- _Text segment_:
— begin —

I came across this recipe for a yeast dough mazurek in this little recipe book and was very intrigued by the method which is quite different from the usual yeast doughs and thought I would give it a go!
It turned out very well.
450g plain flour
100g granulated sugar
200g butter or block margarine
50g fresh yeast or 25g of dried yeast
190 ml of milk
200g of bakalie (dried fruits including currants, raisins, peel, figs, dates, prunes etc)
Warm the milk to hand heat and mix in the yeast.
Melt the butter on a gently heat.
In a bowl whisk the eggs with the sugar until they are light and fluffy.
Add the melted butter.
Add the milk and yeast mixture and mix thoroughly.
Leave in a warm place for 8 hours!
Grease and line a large baking tray 33cm x 24cm
Pre-heat the oven to GM5 – 190°C
Mix the bakalie(dried fruits) with the flour.
Mix the flour and fruits with the yeast mixture.
Place the dough into the tin – spreading it out evenly.
Place the dough onto the tray and put in the oven.
Bake for around 25 – 30 minutes.
Prick the surface of the cake with a fork in several places.
Leave it to cool in the tin for a while and then remove from the tin and place on a wire rack to cool.
Pour the hot chocolate topping over the top.
30g of granulated sugar
2 tablespoons of cocoa
2 – 3 tablespoons of water
You could double this amount if you want to it to cover all over and be a bit thicker.
In a small saucepan gently melt the butter and sugar .
Add the cocoa and water and mix it till it is all blended together.
You can decorate the top with dried fruit and nuts – you would really need to do double the topping ingredients for this,
Served on Royal Doulton – Counterpoint – 1973 – 1987
Most people know that a mazurek (mazurka in English) is a Polish folk dance. It is also the word for someone or something from Mazur (the region known as Mazowsze in Polish) in North Central Poland.

— end —

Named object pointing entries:

— begin —

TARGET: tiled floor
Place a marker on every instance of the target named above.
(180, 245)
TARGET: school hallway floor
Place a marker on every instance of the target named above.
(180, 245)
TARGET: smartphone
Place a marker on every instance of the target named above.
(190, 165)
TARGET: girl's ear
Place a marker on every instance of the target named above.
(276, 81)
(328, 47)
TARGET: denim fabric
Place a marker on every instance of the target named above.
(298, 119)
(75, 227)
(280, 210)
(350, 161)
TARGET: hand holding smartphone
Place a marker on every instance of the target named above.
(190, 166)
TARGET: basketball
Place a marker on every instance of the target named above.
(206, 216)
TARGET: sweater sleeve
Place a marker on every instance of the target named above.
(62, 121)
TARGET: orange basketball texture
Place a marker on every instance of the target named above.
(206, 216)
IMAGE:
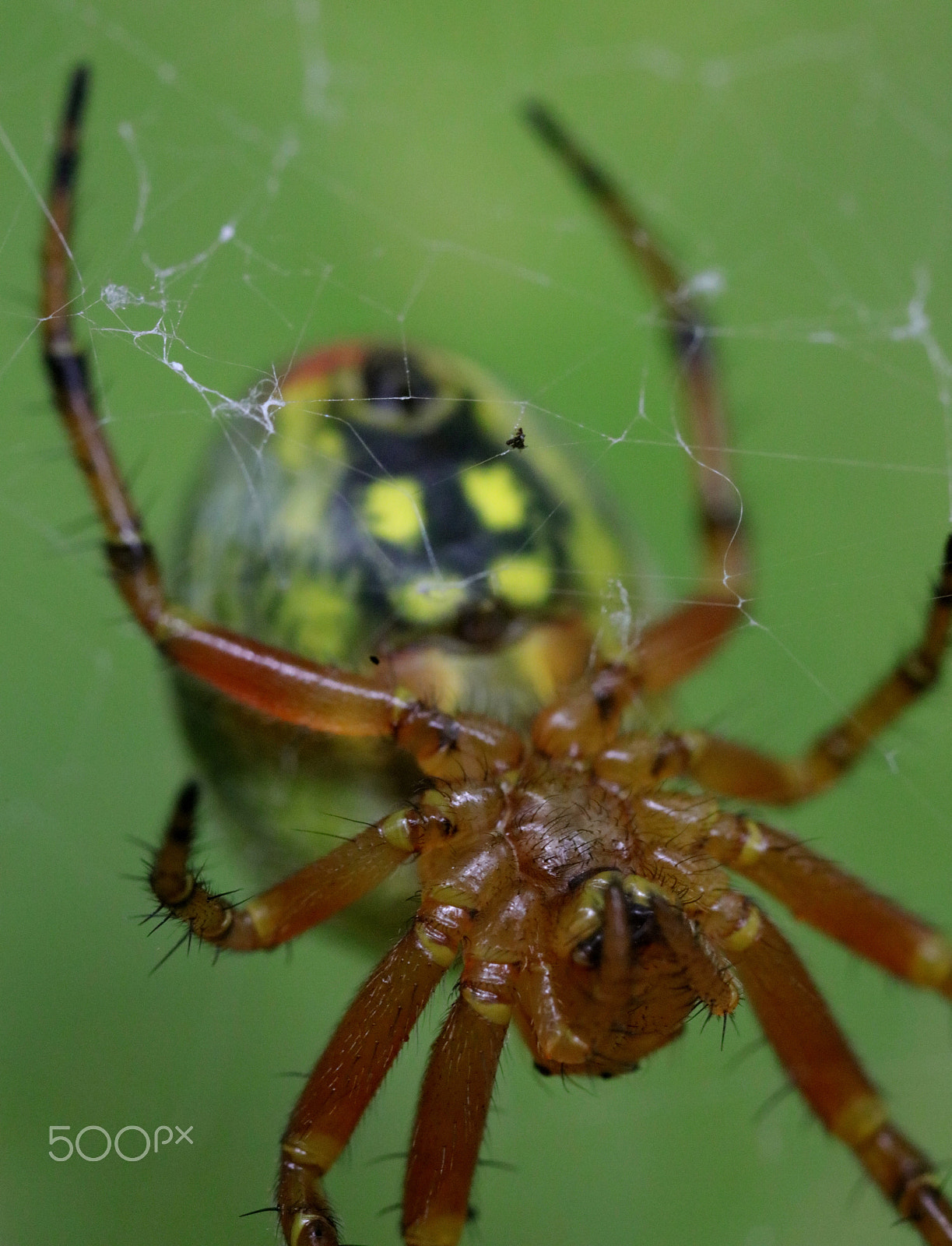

— end —

- _Problem details_: In the mazurek recipe, how long should the milk, yeast, egg, sugar and butter mixture be left in a warm place?

- _Result of the task_: 8 hours.